Exercise> Please copy out each line of the entries in which "grass" appears.

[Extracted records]
·····
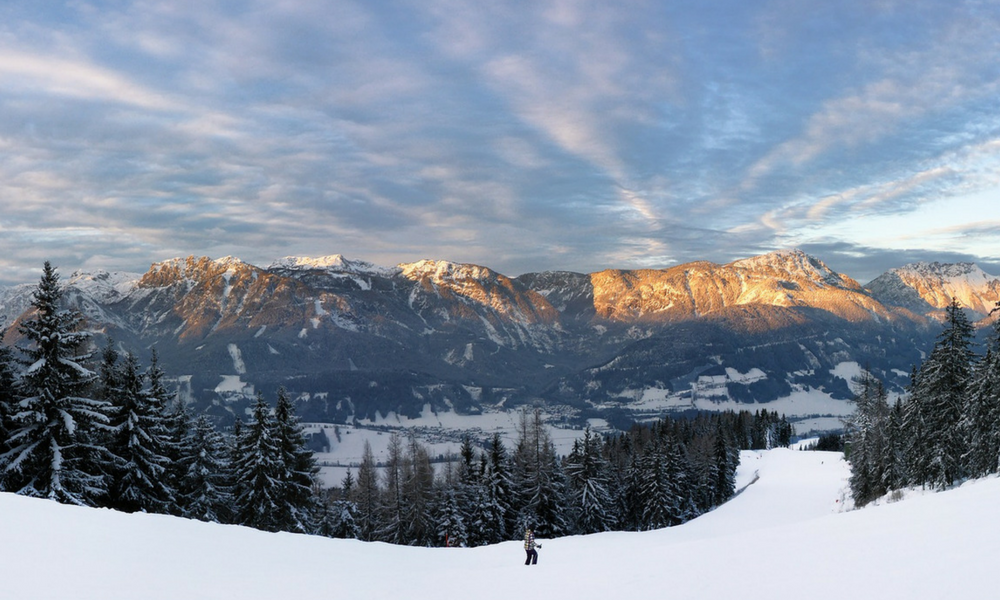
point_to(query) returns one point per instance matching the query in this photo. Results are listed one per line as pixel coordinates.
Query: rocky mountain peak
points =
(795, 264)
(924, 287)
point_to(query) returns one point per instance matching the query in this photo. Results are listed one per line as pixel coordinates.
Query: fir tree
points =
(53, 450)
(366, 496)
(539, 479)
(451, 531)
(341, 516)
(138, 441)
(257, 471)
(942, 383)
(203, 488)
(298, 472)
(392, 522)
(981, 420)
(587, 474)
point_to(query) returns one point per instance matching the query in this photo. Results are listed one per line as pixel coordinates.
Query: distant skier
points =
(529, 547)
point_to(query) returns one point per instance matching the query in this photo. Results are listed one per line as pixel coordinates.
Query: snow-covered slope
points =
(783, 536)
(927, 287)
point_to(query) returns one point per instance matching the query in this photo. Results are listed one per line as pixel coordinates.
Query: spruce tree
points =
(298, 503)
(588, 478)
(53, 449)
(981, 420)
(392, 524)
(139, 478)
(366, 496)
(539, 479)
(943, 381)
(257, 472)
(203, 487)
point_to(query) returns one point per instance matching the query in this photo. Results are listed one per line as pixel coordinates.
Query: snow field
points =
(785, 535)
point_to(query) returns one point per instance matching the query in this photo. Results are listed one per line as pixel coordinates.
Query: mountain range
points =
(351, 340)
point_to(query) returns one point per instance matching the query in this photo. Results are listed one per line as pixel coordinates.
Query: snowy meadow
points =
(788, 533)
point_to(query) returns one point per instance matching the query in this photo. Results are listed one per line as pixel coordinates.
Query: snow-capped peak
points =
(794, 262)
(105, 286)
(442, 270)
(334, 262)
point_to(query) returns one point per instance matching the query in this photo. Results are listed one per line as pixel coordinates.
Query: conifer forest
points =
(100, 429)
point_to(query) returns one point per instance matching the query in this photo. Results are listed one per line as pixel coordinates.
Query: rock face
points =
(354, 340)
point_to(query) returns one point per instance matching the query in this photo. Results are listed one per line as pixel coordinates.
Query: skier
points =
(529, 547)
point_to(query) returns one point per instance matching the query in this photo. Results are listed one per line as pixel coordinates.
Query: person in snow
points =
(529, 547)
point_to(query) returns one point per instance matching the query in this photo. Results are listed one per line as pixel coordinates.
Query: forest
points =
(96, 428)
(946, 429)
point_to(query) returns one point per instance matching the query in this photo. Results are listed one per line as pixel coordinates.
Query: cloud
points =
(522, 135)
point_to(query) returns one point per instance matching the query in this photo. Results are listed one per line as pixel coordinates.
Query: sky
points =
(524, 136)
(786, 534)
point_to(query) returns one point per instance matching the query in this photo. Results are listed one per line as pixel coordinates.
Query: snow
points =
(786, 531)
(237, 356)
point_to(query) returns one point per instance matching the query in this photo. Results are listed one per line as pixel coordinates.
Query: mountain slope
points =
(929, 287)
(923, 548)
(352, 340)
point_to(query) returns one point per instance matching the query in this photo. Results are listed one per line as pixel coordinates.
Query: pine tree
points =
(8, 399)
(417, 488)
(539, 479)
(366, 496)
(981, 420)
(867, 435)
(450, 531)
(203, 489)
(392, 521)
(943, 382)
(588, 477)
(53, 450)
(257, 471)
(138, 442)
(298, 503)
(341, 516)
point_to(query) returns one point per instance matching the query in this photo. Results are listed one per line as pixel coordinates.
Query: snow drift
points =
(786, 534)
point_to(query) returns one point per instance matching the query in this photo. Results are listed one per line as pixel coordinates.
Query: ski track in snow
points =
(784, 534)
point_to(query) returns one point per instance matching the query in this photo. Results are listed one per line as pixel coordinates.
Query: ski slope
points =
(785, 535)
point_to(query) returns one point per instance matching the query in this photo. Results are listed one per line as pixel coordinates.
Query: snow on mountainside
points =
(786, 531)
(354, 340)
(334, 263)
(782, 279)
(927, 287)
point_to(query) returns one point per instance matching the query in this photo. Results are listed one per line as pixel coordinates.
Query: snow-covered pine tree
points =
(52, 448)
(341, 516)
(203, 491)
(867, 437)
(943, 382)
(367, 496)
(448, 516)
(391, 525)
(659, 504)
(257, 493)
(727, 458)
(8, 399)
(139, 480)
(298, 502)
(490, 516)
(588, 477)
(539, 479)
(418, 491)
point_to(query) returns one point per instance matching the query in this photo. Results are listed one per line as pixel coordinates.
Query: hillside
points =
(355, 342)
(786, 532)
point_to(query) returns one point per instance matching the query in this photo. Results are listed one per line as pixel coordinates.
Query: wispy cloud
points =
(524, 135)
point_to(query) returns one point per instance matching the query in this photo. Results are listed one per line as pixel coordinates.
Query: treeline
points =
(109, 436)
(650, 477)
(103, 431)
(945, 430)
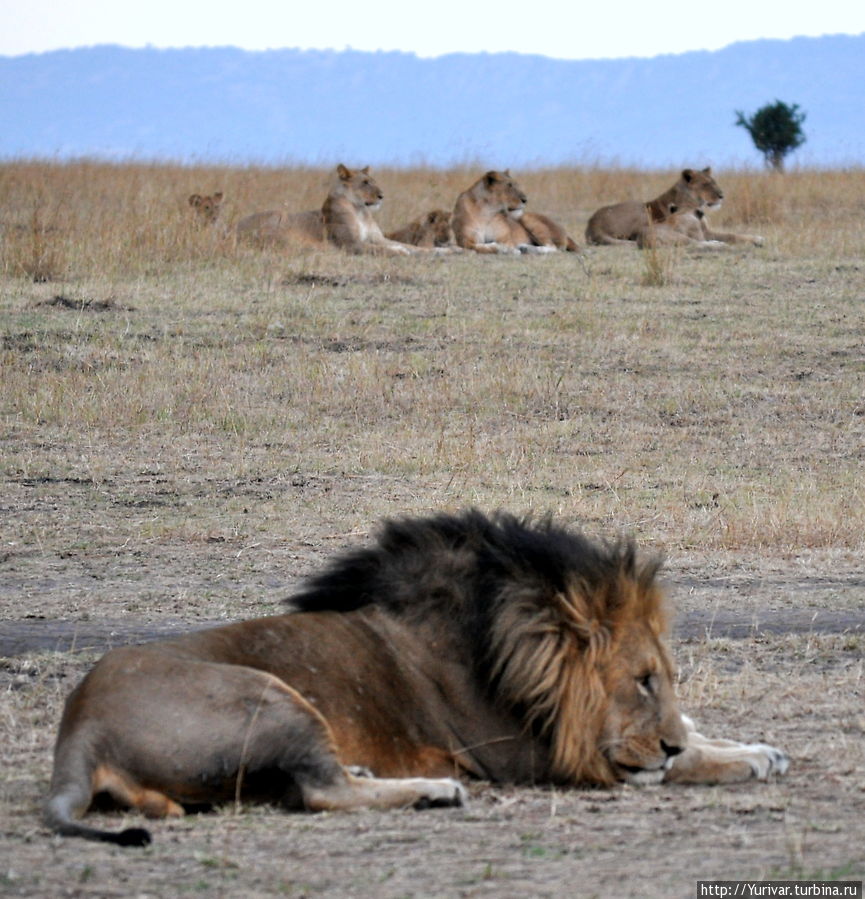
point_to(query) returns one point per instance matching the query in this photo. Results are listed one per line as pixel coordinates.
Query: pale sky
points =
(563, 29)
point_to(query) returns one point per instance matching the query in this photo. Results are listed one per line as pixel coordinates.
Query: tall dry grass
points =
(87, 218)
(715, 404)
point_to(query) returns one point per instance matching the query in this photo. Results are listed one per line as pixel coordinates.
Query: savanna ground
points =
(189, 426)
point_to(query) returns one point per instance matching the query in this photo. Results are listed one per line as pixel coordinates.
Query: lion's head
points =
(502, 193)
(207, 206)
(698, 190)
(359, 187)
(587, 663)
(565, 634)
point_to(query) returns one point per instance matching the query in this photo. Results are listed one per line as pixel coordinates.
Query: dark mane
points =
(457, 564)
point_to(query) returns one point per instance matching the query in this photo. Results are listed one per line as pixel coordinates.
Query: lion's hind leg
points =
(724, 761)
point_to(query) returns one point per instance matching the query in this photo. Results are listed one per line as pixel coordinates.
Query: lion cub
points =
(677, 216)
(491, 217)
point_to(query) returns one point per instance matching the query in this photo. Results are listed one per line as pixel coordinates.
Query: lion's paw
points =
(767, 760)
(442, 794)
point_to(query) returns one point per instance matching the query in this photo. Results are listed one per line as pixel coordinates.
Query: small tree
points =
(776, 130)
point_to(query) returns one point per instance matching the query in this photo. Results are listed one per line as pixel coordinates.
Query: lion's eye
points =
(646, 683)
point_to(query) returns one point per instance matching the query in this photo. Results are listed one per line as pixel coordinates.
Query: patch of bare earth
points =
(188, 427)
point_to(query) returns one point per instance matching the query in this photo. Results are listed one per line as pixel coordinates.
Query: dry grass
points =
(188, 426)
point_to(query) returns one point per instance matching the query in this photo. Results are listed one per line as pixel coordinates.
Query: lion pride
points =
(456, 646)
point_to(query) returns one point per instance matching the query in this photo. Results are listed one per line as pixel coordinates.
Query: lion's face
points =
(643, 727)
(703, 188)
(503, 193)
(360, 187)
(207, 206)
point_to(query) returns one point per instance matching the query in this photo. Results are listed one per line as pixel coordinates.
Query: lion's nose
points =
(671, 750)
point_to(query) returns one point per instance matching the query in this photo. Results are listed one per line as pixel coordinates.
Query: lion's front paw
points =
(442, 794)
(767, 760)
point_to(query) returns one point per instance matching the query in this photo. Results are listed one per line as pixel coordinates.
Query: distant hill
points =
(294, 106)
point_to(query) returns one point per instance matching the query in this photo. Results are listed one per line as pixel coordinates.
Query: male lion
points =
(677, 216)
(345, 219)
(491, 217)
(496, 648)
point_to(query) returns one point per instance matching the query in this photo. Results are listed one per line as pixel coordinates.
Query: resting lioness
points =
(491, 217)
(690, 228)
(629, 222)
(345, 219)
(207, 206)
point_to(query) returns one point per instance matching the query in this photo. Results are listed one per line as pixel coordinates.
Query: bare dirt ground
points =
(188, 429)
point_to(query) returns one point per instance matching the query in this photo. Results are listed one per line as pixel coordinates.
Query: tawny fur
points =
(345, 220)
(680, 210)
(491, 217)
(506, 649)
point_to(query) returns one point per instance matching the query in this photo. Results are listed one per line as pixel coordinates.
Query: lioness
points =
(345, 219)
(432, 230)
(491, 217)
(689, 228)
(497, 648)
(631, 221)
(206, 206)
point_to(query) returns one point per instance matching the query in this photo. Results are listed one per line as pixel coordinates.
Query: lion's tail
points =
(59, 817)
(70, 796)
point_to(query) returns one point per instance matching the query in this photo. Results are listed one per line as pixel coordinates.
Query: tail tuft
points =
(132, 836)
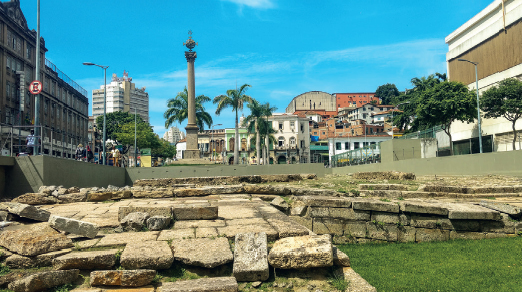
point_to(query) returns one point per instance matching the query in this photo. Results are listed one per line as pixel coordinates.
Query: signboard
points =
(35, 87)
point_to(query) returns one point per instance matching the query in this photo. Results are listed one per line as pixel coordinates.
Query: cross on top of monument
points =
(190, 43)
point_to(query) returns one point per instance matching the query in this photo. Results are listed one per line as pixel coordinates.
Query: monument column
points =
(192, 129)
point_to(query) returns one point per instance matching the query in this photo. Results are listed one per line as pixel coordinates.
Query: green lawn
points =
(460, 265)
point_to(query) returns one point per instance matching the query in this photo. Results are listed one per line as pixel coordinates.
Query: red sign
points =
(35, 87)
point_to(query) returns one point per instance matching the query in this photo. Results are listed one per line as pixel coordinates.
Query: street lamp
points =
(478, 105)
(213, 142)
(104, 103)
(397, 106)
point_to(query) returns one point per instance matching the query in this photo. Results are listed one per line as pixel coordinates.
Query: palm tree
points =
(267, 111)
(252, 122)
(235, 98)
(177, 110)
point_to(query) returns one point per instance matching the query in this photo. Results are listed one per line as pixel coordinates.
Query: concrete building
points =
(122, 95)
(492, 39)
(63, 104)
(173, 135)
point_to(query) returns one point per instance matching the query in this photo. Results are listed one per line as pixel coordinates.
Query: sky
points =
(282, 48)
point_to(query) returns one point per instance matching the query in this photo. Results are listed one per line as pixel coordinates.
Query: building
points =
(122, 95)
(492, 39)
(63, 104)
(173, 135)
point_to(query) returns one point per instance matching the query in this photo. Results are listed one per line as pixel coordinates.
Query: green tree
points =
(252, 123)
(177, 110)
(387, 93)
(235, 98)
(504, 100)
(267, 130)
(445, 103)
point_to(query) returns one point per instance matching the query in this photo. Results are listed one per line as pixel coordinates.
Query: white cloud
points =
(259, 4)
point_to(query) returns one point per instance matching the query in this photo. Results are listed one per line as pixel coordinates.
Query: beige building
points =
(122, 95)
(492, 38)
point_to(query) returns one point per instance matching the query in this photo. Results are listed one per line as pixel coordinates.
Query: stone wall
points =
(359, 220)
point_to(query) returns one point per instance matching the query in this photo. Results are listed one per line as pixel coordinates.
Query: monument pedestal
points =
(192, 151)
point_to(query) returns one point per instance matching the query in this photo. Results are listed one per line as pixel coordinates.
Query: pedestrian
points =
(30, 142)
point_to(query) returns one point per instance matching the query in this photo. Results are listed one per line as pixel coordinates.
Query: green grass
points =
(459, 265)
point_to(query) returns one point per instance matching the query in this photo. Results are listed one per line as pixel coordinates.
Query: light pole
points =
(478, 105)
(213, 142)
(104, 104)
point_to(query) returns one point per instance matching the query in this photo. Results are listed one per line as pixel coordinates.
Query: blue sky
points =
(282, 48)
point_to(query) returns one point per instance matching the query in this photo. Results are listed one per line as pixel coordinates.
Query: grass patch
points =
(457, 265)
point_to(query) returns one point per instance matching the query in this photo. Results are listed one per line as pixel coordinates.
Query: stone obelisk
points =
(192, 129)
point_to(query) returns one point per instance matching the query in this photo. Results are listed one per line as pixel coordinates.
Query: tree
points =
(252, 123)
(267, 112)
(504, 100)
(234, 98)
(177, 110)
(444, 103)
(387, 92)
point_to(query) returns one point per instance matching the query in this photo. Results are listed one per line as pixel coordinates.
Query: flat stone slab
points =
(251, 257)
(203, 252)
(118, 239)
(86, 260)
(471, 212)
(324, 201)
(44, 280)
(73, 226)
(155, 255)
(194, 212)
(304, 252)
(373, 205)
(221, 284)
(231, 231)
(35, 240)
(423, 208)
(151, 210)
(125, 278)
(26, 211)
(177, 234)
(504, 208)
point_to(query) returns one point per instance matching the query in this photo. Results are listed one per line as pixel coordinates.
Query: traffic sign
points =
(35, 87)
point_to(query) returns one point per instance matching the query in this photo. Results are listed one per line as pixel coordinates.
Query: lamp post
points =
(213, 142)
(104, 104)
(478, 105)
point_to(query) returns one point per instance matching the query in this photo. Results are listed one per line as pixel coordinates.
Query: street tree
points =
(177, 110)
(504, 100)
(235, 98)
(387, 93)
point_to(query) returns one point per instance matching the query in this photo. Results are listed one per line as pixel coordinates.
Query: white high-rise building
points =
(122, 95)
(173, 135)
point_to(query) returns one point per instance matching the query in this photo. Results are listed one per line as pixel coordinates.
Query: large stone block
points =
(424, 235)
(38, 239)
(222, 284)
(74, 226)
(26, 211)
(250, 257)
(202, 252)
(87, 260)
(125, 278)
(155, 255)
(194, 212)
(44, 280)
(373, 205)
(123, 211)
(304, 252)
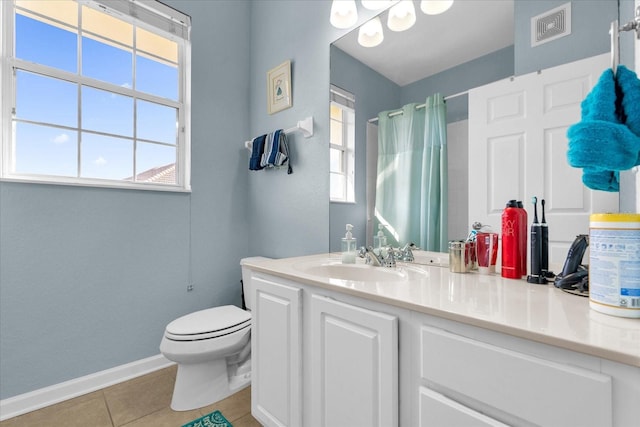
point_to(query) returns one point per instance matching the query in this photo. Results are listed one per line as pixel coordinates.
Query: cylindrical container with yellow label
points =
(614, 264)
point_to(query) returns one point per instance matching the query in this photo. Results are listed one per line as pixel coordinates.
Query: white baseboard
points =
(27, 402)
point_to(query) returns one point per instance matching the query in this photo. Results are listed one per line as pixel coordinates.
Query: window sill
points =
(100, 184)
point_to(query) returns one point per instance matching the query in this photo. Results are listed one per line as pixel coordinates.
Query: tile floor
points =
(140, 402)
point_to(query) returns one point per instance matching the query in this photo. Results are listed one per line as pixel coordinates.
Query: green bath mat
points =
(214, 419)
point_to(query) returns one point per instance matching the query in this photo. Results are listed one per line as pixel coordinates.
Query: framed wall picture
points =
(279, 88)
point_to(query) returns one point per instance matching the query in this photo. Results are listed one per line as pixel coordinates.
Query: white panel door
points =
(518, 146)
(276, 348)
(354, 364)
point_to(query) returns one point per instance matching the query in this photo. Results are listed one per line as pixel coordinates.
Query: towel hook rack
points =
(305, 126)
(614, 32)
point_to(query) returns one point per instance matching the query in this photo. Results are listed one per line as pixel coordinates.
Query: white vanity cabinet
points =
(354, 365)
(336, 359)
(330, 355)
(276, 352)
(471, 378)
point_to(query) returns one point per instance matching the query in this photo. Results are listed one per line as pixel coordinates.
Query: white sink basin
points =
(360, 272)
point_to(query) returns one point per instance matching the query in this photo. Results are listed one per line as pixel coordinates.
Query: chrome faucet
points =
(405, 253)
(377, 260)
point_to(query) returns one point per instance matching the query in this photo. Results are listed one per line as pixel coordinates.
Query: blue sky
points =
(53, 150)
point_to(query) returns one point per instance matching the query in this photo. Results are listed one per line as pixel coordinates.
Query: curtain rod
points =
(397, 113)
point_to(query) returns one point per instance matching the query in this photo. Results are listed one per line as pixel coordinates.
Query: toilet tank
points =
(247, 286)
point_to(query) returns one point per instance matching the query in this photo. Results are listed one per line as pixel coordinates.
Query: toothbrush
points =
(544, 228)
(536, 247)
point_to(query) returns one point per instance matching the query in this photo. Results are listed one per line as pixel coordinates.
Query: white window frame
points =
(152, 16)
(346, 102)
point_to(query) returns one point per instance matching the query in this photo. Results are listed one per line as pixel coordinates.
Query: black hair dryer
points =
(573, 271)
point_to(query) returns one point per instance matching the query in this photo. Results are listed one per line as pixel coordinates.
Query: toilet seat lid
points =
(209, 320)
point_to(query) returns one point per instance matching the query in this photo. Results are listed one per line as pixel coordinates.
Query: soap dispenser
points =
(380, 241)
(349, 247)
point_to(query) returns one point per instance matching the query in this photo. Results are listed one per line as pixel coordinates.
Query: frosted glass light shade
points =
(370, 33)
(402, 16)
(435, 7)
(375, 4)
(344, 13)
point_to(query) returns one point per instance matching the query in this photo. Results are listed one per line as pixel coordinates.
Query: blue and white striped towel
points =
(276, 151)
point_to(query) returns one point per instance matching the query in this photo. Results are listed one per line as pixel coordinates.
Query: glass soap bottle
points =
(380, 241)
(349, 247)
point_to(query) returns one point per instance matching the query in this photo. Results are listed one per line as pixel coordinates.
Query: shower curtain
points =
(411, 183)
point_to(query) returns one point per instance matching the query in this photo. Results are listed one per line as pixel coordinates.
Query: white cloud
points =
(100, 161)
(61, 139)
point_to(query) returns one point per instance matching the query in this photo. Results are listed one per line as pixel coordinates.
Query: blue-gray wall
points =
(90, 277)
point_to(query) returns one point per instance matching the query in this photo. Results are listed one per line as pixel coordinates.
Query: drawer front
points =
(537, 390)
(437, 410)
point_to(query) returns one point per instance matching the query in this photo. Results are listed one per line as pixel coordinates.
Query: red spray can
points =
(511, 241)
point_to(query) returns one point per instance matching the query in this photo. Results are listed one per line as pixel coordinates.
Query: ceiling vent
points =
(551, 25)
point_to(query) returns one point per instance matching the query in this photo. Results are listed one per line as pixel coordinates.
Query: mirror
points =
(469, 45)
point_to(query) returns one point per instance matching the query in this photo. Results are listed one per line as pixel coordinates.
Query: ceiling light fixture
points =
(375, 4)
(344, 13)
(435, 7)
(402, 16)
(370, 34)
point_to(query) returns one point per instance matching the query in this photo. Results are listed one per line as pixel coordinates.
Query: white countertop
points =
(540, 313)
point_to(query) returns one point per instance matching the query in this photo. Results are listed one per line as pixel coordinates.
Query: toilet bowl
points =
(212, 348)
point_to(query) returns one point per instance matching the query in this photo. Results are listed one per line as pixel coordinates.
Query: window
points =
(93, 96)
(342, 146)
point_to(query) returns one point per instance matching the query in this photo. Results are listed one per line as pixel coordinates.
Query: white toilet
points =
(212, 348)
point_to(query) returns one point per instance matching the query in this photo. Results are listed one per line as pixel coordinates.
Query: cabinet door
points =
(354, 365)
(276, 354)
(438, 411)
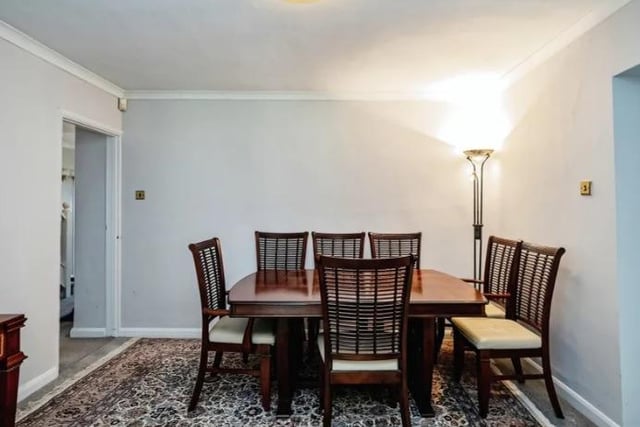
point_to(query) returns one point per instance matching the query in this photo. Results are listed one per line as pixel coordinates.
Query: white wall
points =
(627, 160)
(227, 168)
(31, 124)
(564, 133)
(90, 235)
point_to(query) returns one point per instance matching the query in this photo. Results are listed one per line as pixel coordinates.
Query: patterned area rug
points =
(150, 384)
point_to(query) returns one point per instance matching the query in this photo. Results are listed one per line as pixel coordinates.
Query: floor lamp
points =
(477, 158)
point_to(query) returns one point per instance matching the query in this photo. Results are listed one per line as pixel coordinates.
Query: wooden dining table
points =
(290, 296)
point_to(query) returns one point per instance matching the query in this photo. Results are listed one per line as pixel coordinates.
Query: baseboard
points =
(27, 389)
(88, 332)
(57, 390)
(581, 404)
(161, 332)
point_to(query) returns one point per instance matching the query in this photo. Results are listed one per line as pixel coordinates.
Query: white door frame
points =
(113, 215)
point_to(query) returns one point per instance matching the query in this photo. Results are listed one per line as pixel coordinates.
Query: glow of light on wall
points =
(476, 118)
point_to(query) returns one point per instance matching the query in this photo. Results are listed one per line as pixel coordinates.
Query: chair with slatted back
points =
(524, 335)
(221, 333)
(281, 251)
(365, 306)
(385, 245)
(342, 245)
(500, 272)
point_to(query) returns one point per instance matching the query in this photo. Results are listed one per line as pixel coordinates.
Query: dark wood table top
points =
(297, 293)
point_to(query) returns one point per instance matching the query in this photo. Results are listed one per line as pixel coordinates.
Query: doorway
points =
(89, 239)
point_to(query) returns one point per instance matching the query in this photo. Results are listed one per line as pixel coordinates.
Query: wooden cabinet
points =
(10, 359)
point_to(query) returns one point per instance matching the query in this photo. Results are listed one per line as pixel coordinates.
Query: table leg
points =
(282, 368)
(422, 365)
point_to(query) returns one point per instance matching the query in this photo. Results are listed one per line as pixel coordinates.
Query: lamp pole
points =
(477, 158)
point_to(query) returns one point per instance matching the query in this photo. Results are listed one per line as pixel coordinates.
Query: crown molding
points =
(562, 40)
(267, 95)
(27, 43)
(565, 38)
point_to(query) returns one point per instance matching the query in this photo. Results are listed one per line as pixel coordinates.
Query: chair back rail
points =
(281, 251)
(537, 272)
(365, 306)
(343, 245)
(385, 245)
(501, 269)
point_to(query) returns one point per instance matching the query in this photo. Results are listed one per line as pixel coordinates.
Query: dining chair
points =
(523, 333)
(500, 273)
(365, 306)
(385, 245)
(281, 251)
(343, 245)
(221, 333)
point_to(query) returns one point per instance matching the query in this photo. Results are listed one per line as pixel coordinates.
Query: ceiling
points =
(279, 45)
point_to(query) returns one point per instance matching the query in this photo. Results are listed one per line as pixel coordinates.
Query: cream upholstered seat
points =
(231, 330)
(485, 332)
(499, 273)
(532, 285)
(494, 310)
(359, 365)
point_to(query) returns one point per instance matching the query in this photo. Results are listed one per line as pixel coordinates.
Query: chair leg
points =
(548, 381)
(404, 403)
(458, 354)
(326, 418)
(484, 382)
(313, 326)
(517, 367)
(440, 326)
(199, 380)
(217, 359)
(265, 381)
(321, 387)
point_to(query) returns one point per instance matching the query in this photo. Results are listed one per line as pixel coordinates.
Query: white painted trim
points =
·····
Your response>
Query: tall dry grass
Query: dry grass
Query: green grass
Query: grass patch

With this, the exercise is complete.